══ Material for the task

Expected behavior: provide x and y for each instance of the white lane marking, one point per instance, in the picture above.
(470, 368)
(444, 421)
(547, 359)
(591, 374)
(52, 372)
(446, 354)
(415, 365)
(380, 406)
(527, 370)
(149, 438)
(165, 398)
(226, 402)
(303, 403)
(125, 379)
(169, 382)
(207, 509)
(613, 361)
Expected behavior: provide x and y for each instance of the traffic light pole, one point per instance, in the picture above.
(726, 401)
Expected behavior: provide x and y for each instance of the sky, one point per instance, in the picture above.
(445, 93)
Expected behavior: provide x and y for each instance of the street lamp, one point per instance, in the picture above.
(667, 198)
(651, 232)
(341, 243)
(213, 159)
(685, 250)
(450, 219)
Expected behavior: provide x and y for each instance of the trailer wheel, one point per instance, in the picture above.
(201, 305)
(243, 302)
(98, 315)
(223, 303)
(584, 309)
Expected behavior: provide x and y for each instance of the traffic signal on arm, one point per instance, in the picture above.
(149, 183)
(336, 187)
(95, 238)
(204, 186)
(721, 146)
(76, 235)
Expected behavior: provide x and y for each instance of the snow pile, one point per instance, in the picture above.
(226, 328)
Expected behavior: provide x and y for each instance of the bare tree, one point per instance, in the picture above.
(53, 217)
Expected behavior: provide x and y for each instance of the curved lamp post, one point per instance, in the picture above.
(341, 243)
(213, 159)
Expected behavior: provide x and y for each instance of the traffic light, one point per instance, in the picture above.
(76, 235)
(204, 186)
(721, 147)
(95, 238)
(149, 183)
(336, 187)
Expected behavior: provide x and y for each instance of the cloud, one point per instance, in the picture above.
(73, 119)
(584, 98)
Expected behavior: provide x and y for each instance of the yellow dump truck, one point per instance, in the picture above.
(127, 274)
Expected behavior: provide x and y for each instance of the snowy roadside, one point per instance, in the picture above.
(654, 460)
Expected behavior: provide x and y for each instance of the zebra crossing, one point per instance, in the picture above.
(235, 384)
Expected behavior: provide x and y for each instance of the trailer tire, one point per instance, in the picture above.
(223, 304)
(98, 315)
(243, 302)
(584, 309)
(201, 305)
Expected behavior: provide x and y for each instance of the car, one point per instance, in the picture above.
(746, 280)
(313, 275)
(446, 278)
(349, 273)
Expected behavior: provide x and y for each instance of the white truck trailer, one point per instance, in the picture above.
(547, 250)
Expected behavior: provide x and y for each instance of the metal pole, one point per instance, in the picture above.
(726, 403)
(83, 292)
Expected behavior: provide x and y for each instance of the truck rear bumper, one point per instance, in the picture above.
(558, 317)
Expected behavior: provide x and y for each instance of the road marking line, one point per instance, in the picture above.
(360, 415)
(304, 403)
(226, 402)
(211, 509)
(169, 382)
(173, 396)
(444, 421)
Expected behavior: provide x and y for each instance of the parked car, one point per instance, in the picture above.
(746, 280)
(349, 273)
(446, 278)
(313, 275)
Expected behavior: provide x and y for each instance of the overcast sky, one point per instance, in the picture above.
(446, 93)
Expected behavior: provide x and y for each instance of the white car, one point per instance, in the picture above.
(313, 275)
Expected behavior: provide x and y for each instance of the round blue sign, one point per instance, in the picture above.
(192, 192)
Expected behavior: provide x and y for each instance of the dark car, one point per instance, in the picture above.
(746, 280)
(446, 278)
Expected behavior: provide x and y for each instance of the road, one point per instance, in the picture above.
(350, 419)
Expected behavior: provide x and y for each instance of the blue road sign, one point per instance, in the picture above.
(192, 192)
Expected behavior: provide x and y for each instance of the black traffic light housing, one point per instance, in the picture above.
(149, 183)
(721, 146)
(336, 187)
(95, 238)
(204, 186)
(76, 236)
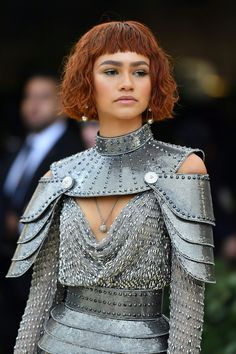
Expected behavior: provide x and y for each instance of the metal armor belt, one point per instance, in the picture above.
(115, 303)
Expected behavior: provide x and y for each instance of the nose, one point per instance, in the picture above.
(126, 82)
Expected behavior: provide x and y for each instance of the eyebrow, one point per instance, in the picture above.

════

**Goal**
Please type out the data word for word, starting at the line that contains "of the overcast" and going through the end of the data. Leave the pictures out of your answer.

**Answer below**
Expected behavior: provide x and y for each instance of the overcast sky, one point per instance, in the picture above.
(446, 93)
Expected behavior: provide x and y for each instance of the white car, one point per instance, in the picture above.
(313, 275)
Expected behavior: provide x and y for each instance of the round blue sign, one point per instance, in the picture above.
(192, 192)
Expected behavior: provide x and y for each instance of the dark car, one point per instance, in the picture above.
(746, 280)
(446, 278)
Expected behavior: provide x and y for each instance of the road, one point per instance, in the picture above.
(350, 419)
Expected behavior: provide x and y for each instance of the blue road sign, one point per instance, in the picture above.
(192, 192)
Expected behavior: provide x and y for each instance of the black traffic light housing, one point per instance, in the picture above.
(149, 183)
(721, 146)
(336, 187)
(95, 238)
(204, 186)
(76, 236)
Expected behavior: provide x and y for each instance of the metal armor belt, one point per instance, in the picture above.
(115, 303)
Expected behavior: provide x and y for each instance of the nose, one point per instance, in the picture above.
(126, 82)
Expected behavior: provide x and y for each instance of the eyebrow, one point per instance, in the picture above.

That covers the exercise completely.